Update the records that follow by changing every "Object to find" to "Target object", and reproduce them with everything else unchanged.

## begin Material for this task

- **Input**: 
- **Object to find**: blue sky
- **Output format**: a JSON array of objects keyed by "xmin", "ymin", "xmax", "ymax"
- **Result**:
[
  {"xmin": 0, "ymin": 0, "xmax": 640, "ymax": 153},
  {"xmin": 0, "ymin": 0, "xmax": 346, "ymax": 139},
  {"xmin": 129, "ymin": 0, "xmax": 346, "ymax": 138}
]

## end Material for this task

**Complete output**
- **Input**: 
- **Target object**: blue sky
- **Output format**: a JSON array of objects keyed by "xmin", "ymin", "xmax", "ymax"
- **Result**:
[
  {"xmin": 0, "ymin": 0, "xmax": 640, "ymax": 153},
  {"xmin": 0, "ymin": 0, "xmax": 346, "ymax": 139},
  {"xmin": 129, "ymin": 0, "xmax": 346, "ymax": 138}
]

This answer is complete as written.